## BEGIN DOCUMENT SEGMENT
These Memoirs
I experienced the Bandung Conference as an Egyptian, first as a student in Paris and then as a functionary in Cairo.
My analyses never led me to underestimate the responsibilities of the established governments, particularly that of Nasser. Quite the contrary, I attributed decisive responsibility for the failures to the inadequacies of these governments. Without false modesty, I will say that the book that I wrote in 1960, published under an assumed name, Hassan Riad, was prescient.14 I envisaged that the regime would pass away with a return to peripheral capitalism. The infitah gave concrete form to my prediction ten years later.
## END DOCUMENT SEGMENT
=== OBJECTIVE 1 ===
List every name of a person, city, or event that the memoir passage mentions.
=== OBJECTIVE 2 ===
Answer these questions about the memoir passage:
(a) In which city was the writer a student?
(b) In what year did the writer write the book published under an assumed name?
(c) What gave concrete form to the writer's prediction?
=== OBJECTIVE 3 ===
Carry on the memoir passage from its last sentence, keeping its first-person voice.
The data that comes next is separate material with no connection to the memoir passage.
## BEGIN DATASET EXCERPTS
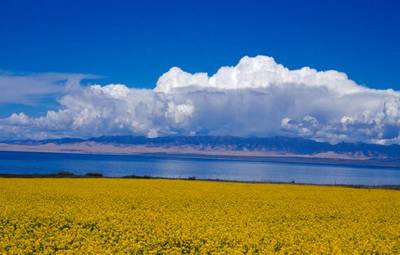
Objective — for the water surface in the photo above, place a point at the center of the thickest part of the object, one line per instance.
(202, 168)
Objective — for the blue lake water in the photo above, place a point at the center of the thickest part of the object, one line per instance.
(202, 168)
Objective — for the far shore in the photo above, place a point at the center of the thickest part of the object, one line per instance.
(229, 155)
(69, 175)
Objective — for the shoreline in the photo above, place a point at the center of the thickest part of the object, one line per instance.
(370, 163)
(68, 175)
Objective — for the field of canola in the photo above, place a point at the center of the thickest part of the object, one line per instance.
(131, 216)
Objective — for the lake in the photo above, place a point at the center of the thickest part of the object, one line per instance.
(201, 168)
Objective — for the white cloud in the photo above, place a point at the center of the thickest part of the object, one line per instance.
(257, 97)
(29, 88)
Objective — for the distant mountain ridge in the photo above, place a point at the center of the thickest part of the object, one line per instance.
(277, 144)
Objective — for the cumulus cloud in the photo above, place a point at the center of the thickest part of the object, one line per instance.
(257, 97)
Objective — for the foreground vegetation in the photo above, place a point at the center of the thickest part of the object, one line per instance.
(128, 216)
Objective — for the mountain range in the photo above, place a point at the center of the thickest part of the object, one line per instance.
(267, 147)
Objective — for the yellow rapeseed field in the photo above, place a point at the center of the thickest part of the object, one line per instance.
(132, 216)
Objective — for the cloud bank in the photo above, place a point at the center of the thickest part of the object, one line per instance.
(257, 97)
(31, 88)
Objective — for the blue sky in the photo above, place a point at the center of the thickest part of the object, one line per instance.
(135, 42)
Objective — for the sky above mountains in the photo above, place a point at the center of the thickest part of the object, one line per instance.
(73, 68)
## END DATASET EXCERPTS
## BEGIN DATASET EXCERPTS
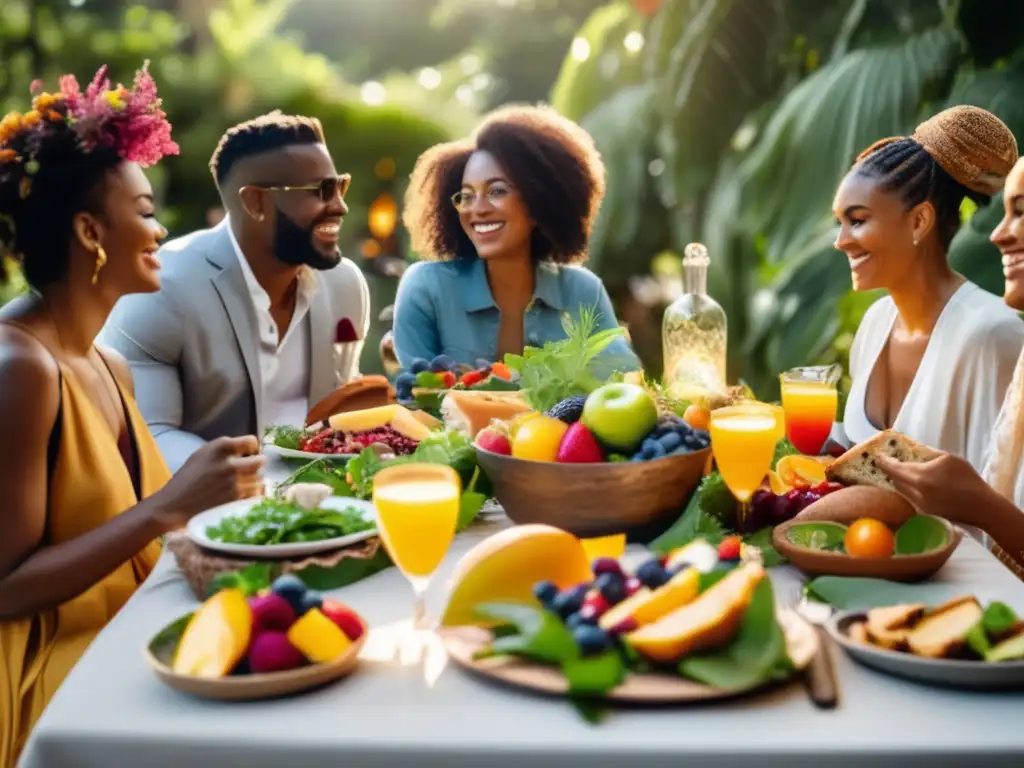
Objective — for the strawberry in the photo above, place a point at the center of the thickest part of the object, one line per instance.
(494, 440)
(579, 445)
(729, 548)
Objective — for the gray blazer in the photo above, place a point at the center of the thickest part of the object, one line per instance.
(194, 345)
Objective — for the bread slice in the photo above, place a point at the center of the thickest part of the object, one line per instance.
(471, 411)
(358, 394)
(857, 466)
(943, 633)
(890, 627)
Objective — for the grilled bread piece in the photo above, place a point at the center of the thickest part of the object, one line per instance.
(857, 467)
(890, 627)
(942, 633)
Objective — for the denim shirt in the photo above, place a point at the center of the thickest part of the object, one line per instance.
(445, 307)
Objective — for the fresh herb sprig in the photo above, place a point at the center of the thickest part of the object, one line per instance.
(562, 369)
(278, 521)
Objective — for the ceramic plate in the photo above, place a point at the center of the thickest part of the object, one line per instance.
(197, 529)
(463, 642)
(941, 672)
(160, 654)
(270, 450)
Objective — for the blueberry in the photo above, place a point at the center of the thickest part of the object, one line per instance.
## END DATASET EXCERPTS
=== REPLY 1 ===
Bandung Conference, Paris, Cairo, Nasser, Hassan Riad

=== REPLY 2 ===
(a) Paris
(b) 1960
(c) The infitah, ten years later

=== REPLY 3 ===
My return to the Egyptian political scene through my participation in the Egyptian Social Forums beginning in 2002 led me to formulate critical positions with regard to the false alternative of political Islam or “democracy.” Needless to say, my positions are not always shared. Today, political conflicts in Egypt and in the region as a whole involve three sets of forces: those that claim to adhere to the nationalist past (but are in reality only the degraded and corrupt inheritors of the bureaucracies from the national-populist era); those that follow political Islam; and those that are attempting to form around “democratic” demands compatible with liberal economic management. None of these forces is acceptable to a left concerned about the interests of the working classes and the nation. In fact, the interests of the comprador classes associated with the imperialist system are expressed through these three tendencies. U.S. diplomacy works to keep these three irons in the fire, hoping to benefit from their conflicts. Attempting to become “involved” in these conflicts by allying with one or another of these forces (choosing the established governments to avoid the worst—political Islam—or seeking to ally with the latter to get rid of the governments) is destined to fail. The left must assert itself by becoming involved in struggles to defend: (i) the economic and social interests of the working classes, (ii) democracy, and (iii) the assertion of national sovereignty. What is more, all these struggles should be viewed as inseparable.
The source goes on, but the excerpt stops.